■ **Task goal**:
Count the lines in the rows below that contain the string "second", matching case exactly. Reply with the number alone.

■ **Data supplied**:
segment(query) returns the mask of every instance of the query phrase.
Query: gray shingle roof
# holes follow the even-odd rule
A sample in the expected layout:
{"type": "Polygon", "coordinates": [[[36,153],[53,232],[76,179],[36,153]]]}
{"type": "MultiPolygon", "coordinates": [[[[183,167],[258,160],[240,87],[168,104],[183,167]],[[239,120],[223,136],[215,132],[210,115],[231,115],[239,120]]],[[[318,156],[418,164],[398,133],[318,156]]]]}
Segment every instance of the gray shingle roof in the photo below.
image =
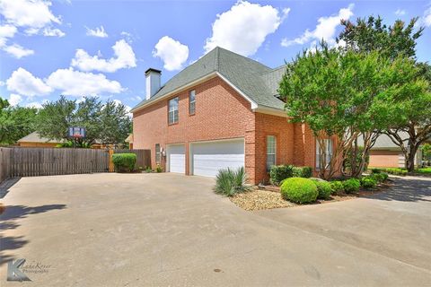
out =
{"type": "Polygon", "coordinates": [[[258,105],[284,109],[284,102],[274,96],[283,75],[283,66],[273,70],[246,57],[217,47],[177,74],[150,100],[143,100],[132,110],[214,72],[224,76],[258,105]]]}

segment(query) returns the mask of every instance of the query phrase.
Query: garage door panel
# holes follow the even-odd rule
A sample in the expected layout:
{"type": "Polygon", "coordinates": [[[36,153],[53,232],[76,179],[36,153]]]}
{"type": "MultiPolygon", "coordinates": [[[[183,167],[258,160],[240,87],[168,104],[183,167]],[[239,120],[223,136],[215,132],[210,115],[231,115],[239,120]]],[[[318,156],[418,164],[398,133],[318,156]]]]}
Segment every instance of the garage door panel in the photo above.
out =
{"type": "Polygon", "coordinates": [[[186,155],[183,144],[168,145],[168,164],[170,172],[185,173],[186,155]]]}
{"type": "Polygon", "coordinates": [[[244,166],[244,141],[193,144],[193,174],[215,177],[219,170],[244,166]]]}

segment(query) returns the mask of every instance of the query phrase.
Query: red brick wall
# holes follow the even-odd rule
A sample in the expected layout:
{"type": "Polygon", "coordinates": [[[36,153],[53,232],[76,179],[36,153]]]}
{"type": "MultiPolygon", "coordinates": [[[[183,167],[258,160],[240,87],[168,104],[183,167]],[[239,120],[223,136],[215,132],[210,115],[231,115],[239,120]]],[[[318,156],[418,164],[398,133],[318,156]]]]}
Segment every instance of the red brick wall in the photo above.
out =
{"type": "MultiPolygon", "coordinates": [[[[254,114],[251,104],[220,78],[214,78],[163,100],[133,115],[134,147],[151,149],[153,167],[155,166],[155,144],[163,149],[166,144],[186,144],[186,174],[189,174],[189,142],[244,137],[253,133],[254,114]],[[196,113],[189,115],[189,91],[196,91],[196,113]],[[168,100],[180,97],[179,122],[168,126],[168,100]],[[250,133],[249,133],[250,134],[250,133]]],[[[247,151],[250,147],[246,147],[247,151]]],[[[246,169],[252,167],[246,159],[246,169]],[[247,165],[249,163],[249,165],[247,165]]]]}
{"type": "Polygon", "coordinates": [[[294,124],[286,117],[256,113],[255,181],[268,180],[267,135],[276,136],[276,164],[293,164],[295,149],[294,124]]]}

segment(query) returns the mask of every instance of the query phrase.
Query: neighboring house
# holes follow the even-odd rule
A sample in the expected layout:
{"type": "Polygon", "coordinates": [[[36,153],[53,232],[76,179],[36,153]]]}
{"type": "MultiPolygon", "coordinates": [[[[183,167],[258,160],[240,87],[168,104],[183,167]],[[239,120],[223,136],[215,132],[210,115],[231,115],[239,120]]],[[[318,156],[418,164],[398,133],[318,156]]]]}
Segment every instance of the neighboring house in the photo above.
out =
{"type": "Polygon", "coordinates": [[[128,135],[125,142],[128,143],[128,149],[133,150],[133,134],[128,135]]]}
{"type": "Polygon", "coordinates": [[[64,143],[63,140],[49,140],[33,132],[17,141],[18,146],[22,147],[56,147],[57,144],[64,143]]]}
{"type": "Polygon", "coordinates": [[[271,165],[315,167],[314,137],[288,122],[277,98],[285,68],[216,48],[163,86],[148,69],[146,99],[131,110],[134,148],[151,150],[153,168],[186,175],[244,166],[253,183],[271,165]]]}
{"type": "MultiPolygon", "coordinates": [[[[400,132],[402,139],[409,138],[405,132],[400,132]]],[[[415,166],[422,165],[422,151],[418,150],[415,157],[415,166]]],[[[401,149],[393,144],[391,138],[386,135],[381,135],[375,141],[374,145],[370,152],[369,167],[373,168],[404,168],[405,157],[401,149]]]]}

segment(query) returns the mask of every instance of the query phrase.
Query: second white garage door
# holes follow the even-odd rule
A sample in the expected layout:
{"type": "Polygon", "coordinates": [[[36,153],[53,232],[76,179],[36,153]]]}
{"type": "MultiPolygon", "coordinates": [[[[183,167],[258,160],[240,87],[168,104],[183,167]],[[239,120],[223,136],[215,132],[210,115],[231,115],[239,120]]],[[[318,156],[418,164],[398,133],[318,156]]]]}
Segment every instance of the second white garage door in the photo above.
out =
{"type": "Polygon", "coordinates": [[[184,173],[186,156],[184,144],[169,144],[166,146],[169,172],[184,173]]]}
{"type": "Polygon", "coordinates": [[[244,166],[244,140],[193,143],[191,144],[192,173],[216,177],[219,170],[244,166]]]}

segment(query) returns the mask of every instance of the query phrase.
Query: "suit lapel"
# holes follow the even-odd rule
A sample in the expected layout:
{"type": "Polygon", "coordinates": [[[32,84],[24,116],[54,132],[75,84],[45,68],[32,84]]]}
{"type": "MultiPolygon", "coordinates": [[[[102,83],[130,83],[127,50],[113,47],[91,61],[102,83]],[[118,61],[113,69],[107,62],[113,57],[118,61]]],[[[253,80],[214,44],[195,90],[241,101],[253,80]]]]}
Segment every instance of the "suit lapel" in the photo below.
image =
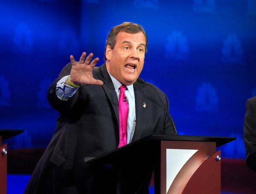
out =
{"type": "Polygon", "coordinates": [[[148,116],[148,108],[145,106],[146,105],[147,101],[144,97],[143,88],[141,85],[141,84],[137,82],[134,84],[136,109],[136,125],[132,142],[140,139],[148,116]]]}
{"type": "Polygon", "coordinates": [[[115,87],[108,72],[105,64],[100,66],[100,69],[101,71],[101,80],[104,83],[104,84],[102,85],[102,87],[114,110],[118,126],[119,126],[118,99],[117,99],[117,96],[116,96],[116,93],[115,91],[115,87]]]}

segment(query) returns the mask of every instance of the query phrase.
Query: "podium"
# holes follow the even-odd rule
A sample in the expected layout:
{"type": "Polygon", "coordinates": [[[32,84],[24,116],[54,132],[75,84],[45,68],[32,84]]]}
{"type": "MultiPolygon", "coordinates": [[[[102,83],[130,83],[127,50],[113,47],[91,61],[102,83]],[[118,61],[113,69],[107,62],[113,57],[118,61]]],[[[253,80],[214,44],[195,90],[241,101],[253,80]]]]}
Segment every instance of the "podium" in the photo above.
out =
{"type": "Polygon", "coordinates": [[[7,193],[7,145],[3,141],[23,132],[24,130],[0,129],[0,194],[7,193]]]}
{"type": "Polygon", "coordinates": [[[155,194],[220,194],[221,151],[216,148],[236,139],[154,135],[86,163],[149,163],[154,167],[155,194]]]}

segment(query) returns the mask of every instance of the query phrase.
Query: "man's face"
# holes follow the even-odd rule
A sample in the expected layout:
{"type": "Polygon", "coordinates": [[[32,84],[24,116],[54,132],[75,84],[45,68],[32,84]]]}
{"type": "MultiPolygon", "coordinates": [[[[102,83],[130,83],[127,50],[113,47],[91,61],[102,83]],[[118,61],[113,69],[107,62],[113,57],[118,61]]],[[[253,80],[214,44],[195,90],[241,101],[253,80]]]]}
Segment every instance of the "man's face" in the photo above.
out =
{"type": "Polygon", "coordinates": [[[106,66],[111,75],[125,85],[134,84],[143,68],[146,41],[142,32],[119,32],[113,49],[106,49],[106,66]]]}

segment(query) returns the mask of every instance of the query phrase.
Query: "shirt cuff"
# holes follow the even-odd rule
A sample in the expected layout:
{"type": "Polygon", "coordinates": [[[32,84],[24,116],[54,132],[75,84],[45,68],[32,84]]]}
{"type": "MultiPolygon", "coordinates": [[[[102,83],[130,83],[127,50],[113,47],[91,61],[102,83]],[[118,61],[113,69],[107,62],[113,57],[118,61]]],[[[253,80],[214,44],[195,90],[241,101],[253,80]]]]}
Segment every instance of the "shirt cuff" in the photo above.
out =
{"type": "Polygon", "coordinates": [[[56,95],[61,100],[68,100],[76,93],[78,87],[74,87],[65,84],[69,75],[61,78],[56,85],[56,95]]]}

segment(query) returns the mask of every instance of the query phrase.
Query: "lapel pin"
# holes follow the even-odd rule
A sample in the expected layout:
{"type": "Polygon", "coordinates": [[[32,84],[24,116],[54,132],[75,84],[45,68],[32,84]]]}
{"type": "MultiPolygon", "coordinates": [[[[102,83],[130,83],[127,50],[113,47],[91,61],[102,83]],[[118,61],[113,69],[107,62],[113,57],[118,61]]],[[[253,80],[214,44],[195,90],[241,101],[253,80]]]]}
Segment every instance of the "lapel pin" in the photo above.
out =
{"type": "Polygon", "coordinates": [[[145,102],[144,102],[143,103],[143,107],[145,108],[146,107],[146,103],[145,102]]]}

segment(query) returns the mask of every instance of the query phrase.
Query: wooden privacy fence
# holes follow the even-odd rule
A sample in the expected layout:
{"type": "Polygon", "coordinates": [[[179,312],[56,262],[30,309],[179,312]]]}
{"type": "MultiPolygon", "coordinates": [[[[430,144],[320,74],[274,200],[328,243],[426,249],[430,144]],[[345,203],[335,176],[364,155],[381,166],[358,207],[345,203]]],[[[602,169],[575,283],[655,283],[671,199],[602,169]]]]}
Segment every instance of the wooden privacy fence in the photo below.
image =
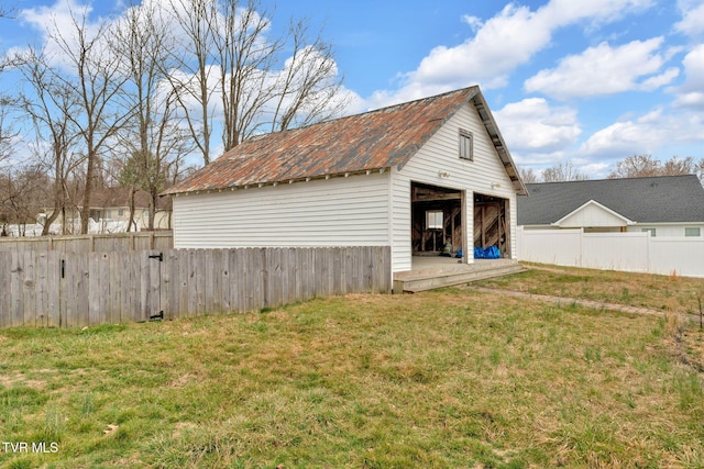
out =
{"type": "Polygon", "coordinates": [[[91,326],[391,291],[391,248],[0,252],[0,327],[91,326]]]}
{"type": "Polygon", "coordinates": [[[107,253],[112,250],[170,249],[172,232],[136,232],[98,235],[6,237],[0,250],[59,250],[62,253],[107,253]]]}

--

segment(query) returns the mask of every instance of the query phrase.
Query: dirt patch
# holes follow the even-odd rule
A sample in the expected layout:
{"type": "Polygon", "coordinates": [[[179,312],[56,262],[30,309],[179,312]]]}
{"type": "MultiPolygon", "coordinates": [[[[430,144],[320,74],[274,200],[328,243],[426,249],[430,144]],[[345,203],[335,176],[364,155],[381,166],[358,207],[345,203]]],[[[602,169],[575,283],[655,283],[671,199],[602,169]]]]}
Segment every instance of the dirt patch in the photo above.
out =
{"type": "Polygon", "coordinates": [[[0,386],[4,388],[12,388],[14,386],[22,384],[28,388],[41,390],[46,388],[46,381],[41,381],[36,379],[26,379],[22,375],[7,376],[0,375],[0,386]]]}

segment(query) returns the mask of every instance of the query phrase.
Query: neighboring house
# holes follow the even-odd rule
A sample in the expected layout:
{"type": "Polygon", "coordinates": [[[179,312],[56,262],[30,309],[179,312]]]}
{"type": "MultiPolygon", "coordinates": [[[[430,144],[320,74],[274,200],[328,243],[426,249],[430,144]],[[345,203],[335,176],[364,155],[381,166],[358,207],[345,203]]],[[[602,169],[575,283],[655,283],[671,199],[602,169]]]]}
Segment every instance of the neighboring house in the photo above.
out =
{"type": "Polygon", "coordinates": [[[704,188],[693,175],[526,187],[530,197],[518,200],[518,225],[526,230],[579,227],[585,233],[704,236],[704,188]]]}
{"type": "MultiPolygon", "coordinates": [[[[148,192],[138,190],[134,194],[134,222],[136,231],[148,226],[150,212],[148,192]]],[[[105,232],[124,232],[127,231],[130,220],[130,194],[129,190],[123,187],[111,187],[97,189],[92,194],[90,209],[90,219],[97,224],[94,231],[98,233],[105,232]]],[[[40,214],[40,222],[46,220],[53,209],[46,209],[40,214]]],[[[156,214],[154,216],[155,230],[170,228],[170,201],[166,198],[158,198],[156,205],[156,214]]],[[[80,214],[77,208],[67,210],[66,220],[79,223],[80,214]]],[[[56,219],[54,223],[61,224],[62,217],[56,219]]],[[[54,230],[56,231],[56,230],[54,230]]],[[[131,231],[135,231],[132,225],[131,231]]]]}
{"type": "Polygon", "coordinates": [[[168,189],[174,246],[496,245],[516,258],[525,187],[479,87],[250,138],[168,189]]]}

■ **Solved problem**:
2